STATED GOAL
Output each line of the entries below as a JSON list of strings, one string per line, with blank lines omitted.
:: GIVEN RECORDS
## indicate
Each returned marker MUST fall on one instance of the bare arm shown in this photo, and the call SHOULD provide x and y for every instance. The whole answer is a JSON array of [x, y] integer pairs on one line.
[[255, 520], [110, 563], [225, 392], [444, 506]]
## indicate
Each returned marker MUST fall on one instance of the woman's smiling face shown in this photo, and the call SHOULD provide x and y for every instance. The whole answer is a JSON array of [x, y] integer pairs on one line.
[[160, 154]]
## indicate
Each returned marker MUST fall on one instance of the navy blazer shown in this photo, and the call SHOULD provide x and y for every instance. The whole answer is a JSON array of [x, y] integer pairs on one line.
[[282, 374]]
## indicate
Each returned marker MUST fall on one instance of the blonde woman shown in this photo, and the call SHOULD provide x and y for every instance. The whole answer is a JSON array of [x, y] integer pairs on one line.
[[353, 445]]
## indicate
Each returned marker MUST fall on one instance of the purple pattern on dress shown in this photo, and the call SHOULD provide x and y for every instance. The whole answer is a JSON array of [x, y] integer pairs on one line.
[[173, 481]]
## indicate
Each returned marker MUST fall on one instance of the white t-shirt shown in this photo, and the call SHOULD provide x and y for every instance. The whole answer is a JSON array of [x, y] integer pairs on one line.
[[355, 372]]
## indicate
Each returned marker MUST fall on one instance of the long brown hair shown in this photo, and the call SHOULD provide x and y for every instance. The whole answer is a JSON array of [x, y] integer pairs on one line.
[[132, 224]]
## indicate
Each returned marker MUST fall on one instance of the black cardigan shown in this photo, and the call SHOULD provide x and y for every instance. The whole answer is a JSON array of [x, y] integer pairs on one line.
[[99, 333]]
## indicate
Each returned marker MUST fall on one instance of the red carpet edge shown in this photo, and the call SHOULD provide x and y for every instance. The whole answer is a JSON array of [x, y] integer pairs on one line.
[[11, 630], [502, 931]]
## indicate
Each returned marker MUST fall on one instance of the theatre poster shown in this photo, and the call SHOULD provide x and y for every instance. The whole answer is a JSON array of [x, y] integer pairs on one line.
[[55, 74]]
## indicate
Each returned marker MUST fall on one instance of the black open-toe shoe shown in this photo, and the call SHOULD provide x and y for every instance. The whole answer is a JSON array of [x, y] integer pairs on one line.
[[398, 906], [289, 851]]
::::
EXERCISE SOLUTION
[
  "## indicate",
  "Each returned marker MUST fall on one instance of the bare arm shown in this photo, and the call SHOULD provide x and y for every instance. The whole answer is a JSON array of [x, y] integer pairs on one line.",
  "[[255, 520], [110, 563], [225, 392], [444, 506]]",
  "## indicate",
  "Each returned marker MUST fall on one instance of the woman's smiling face shown in this photo, and the call SHOULD provide x and y for every instance. The whole answer is a JSON array of [x, y] integer pairs on one line.",
  "[[160, 154]]",
  "## indicate",
  "Each returned marker MUST fall on one instance of the navy blazer shown in this photo, and the call SHOULD provide x and y for every instance. The whole answer is a JSON array of [x, y] integer pairs on one line.",
  "[[282, 374]]",
  "## indicate",
  "Each returned marker MUST fall on one instance of the blonde woman shown in this photo, and the call SHOULD provide x and y for every instance. The whole answer is a JSON array of [x, y] integer pairs on one line.",
  "[[353, 445]]",
  "## indicate",
  "Each returned marker MUST fall on one instance of the purple pattern on dress shown in this photo, and the call SHOULD provide x and y for every instance. The whole answer is a JSON array of [x, y] integer pairs on one line.",
  "[[173, 481]]",
  "## indicate",
  "Each returned marker MUST fall on one instance of the white t-shirt shown in this photo, and the call SHOULD provide x and y for every instance. The whole answer is a JSON array of [x, y] integer pairs on one line.",
  "[[355, 372]]",
  "## indicate",
  "Each returned marker MUST fall on one instance of the long brown hair shown in this photo, and the call SHOULD provide x and y for every instance. The whole answer is a JSON array of [x, y] integer pairs on one line.",
  "[[132, 224]]",
  "## indicate",
  "Each returned marker MUST fall on one instance of the black cardigan shown in this photo, and the call SHOULD provide x and y for every instance. The whole answer is a JSON array of [x, y] integer pairs on one line.",
  "[[99, 333]]",
  "## indicate",
  "Each returned marker MUST fall on one instance of the red carpet edge shown in this photo, and the call SHOULD provide x and y for every instance. The whole answer is a JSON array of [x, y] integer pairs on one line.",
  "[[11, 630], [502, 931]]",
  "## indicate",
  "Each returned marker MUST fall on one instance of the theatre poster shown in this photo, and the call SHOULD provide x and y for every instance. The whole answer is a JSON array of [x, y] integer pairs on one line.",
  "[[55, 74]]",
  "## indicate",
  "Each returned marker MUST fall on one instance of the black open-toe shoe shown in this photo, and the call SHOULD provide x and y for every instance. The whole answer is a JSON array of [x, y] integer pairs on one line.",
  "[[398, 906], [289, 851]]"
]